### [EXERCISE PROMPT]
Set down the entries below once more, precisely as they stand.

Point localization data
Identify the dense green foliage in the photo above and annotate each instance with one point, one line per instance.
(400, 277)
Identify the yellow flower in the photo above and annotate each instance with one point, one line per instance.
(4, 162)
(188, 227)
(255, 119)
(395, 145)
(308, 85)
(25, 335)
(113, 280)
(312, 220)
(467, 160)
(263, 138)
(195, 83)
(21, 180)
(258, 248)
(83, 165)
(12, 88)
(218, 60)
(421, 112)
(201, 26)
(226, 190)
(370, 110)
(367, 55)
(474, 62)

### [YOUR RESPONSE]
Identify the dense green foliage in the photo above and annotate each instance with one point, one line per instance.
(400, 277)
Identify the yellow flower in the photo above and annotate each instance with one point, one line per instance.
(4, 162)
(188, 227)
(255, 119)
(395, 145)
(308, 85)
(25, 335)
(113, 280)
(312, 220)
(467, 160)
(263, 138)
(195, 83)
(21, 180)
(258, 248)
(83, 165)
(12, 88)
(218, 60)
(421, 112)
(201, 26)
(226, 190)
(370, 110)
(367, 55)
(474, 62)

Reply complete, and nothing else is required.